Records supplied.
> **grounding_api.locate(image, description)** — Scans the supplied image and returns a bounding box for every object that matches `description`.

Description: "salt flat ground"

...

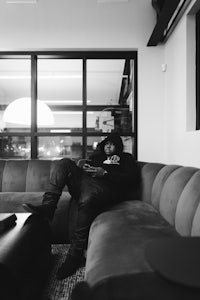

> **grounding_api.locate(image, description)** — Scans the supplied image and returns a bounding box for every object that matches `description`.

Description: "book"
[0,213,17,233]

==

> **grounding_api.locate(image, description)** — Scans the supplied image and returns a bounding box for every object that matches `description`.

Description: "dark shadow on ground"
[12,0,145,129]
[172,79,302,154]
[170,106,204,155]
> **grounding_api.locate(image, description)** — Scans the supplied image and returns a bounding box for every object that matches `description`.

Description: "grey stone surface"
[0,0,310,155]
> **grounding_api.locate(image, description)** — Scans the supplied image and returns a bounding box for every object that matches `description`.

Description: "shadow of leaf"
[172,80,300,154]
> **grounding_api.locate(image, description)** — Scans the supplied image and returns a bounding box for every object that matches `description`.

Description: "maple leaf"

Requirements.
Find every line in the items above that contains the string "shadow", matching case exactly, and copy each of those lines in full.

In response.
Description: "dark shadow on ground"
Description: "shadow of leaf"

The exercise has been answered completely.